# PROBLEM DESCRIPTION:
The answer must consist of every line below that holds the word "party".

# RECORDS SHOWN:
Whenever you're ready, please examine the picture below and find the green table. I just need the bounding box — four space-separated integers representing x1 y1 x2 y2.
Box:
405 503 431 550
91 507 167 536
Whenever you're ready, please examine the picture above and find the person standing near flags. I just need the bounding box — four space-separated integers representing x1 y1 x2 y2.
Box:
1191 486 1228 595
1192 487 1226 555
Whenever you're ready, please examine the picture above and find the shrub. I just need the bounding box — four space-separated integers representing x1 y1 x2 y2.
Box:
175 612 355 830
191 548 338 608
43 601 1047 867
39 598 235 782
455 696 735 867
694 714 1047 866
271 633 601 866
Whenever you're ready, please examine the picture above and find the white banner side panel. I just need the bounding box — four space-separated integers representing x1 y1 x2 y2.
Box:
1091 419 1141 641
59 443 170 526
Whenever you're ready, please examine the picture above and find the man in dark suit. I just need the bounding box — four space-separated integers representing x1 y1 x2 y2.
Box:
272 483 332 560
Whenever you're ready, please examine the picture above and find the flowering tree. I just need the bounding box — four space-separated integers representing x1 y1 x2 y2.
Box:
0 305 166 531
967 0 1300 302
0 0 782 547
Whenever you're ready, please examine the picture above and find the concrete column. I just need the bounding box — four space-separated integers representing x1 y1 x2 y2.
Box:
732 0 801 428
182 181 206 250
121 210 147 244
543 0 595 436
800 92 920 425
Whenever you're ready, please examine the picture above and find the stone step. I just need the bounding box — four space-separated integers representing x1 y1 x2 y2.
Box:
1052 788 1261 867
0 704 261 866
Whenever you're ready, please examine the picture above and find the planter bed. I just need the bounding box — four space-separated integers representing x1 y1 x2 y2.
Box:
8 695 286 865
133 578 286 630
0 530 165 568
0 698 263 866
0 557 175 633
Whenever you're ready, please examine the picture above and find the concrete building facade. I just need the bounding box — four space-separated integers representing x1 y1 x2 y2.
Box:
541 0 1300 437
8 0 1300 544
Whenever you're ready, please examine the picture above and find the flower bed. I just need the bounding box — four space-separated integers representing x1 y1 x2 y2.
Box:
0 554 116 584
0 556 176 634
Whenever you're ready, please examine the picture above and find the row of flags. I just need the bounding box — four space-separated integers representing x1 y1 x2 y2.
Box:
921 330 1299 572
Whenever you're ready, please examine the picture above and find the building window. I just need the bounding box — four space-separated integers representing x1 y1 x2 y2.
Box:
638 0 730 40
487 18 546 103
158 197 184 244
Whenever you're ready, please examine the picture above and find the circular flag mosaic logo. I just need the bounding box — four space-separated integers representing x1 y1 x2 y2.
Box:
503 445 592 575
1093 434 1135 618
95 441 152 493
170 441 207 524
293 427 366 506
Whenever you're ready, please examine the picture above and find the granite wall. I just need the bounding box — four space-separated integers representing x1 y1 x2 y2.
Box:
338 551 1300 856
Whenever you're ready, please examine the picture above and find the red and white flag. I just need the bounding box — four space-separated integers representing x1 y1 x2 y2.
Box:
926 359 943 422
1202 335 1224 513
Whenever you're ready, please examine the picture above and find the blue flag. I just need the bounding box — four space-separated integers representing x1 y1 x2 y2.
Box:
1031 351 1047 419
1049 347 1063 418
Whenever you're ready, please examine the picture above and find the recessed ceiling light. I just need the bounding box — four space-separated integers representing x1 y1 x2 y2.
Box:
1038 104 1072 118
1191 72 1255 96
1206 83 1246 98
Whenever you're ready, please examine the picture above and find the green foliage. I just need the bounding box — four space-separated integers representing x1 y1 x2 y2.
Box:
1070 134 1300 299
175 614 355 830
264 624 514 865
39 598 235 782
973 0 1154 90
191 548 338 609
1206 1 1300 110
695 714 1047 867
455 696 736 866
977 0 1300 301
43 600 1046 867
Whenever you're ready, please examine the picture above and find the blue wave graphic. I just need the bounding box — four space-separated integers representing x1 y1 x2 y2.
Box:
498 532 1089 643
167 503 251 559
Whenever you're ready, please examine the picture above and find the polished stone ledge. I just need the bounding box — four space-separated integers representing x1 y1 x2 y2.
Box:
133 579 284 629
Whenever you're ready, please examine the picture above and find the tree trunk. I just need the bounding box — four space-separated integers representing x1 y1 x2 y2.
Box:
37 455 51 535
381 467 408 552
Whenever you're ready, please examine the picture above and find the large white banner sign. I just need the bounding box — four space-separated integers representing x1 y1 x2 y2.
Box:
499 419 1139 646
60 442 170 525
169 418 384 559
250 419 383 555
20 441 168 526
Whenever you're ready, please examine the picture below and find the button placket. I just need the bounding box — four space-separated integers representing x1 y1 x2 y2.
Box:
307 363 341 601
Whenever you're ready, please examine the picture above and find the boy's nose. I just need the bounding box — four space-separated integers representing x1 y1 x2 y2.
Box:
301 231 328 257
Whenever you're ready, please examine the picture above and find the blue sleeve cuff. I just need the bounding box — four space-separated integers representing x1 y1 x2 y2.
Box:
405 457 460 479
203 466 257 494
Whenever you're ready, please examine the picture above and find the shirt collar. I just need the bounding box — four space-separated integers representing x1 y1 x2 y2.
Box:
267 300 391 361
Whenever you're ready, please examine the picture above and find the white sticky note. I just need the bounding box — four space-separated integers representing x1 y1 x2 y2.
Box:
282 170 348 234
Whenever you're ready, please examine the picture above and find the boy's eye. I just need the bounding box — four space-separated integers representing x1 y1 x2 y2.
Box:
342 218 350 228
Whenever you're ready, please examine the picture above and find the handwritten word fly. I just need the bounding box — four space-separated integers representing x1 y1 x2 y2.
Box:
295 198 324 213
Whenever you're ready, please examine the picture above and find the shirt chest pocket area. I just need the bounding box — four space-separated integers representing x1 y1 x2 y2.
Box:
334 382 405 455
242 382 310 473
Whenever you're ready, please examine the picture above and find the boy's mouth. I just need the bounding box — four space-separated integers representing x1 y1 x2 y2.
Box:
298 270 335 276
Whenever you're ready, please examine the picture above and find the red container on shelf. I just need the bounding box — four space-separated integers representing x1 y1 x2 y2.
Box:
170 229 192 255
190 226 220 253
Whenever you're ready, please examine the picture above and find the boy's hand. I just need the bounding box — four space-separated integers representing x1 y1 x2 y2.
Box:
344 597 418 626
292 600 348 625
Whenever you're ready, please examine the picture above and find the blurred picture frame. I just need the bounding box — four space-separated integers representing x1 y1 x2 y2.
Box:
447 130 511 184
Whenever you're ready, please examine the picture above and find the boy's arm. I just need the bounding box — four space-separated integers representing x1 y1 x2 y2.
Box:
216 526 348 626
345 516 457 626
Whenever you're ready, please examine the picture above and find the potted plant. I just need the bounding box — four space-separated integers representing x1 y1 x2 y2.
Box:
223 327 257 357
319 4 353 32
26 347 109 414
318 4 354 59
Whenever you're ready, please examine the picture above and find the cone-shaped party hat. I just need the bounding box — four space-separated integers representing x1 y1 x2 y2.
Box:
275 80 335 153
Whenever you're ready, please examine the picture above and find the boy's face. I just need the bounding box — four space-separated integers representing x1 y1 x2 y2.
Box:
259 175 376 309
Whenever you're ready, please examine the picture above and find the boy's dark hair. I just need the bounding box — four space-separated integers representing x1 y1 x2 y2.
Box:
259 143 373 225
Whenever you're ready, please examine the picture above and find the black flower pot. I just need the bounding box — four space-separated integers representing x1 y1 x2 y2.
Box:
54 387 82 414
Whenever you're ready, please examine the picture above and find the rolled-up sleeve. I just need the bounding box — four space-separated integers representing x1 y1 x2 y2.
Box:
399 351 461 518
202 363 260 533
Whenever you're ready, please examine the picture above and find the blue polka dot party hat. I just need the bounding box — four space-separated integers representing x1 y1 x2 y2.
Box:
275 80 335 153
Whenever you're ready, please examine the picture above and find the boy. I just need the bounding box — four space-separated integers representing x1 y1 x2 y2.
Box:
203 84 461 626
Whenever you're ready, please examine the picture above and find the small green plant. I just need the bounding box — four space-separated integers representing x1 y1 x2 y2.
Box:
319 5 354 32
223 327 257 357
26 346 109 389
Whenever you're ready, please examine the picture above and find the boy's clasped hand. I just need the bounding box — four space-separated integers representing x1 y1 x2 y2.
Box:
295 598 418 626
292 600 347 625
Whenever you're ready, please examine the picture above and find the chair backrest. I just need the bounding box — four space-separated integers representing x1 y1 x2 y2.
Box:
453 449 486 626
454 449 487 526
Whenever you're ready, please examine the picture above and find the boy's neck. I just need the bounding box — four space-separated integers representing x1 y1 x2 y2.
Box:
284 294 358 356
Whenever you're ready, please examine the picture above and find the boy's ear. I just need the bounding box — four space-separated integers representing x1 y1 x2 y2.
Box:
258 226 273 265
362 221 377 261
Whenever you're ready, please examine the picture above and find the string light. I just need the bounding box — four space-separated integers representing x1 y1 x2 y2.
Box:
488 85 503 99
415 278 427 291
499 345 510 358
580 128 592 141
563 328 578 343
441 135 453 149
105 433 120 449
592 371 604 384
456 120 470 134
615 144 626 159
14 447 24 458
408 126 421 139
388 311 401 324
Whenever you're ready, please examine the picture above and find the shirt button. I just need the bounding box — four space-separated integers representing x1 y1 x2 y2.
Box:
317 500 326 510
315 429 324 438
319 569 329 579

# WRITTEN RESPONSE:
Whenever you're ready, please examine the picture above and find the cone-shaped party hat. I just need the bounding box — four space-separated integers representing x1 y1 x2 y2.
Whenever you're ready, please examine the picture above and find the blue polka dot party hat. I just need the bounding box — four space-separated integers representing x1 y1 x2 y2.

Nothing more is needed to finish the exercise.